═══ Предоставленный текст
Встреча с Андре Лабартом, состоявшаяся в июле 1940 года, определила мое существование в военные годы.
Другое решение, принятое на этот раз без суда совести, почти без раздумий, также повлияло на всю оставшуюся мне жизнь. Декан филологического факультета Бордоского университета предложил выставить мою кандидатуру на замещение вакантной должности на кафедре социологии. В свое время я был избран по конкурсу преподавателем филологического факультета Тулузского университета, и жена получала мое жалованье в 1940–1943 годах, поскольку меня признали пропавшим без вести. Декан факультета не был в неведении о моей судьбе. И мне следовало бы как можно быстрее отправиться в Тулузу, чтобы поблагодарить декана и коллег за заботу о моей семье. Не могу понять, почему я этого не сделал.
══════
═══ Выдержка из данных
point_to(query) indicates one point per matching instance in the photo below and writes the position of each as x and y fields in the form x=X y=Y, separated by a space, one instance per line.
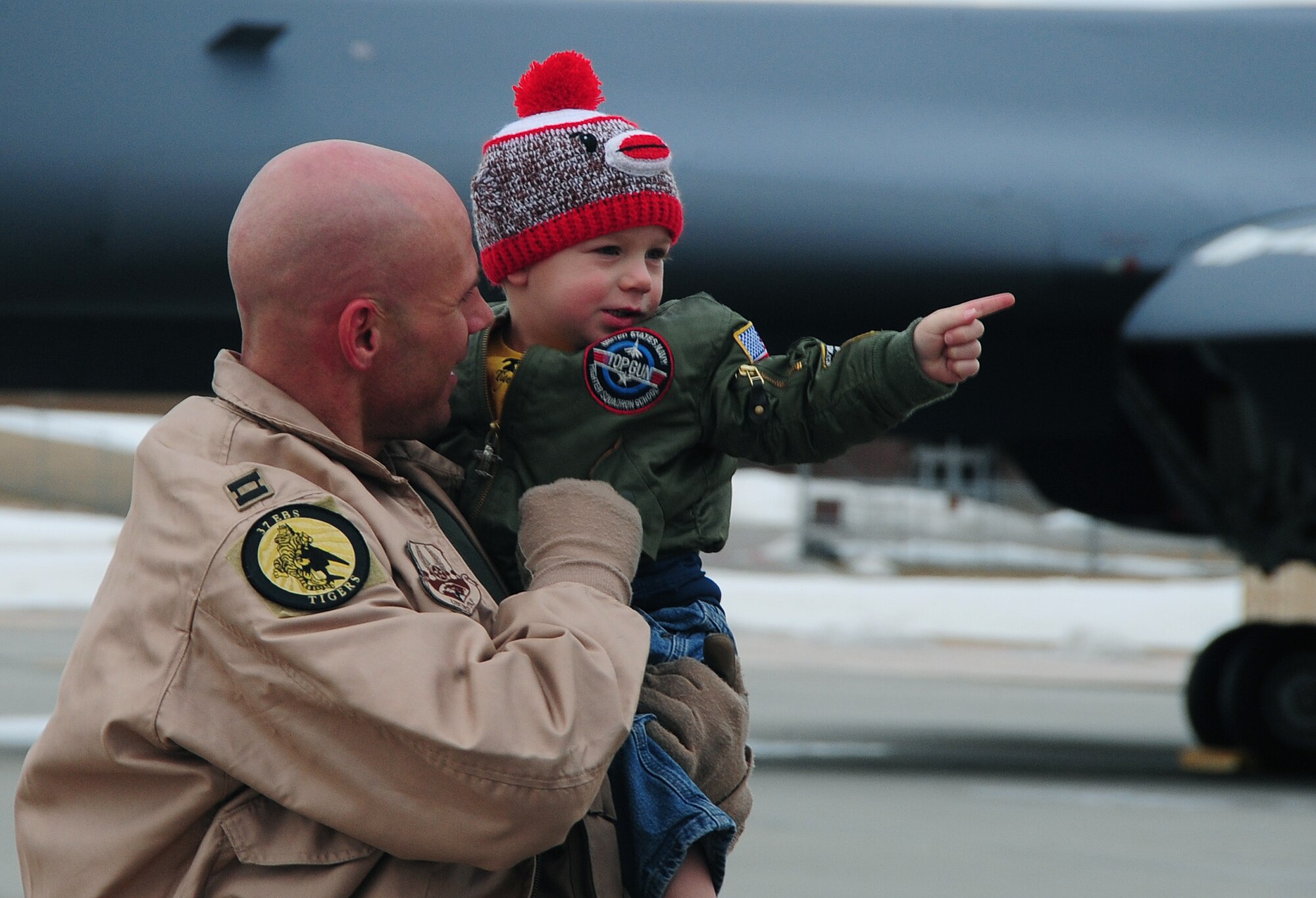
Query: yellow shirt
══════
• [Письменное задание A]: На замещение какой должности декан филологического факультета Бордоского университета предложил выставить кандидатуру автора воспоминаний о военных годах?
• [Письменное задание B]: Продолжите воспоминания о военных годах сразу после их последнего предложения.

• [Результат A]: На замещение вакантной должности на кафедре социологии.

• [Результат B]:
В 1938 году, замещая профессора Боннафу, я курсировал между Бордо и Тулузой большую часть учебного года. Такая практика, запрещенная на бумаге, во всяком случае без наличия особых обстоятельств (например, постоянного проживания супруга или супруги в другом городе), не смущала ни администрацию, ни декана. Насколько помню, предлагая мне участвовать в конкурсе, он не выдвигал никаких условий относительно места моего постоянного жительства. Может быть, потому, что в Бордо остались хорошие впечатления о моей работе в качестве преподавателя в 1938 году. Может быть, и потому, что евреи, которых вчера преследовали, получили на определенный срок какие-то льготы, по крайней мере в некоторых кругах. В университетской среде можно было бы на пальцах одной руки пересчитать тех, кого прельстил коллаборационизм. Зато даже в лагерях для военнопленных в Германии многие преподаватели-католики остались на более или менее продолжительное время приверженцами Маршала, например Жан Гиттон.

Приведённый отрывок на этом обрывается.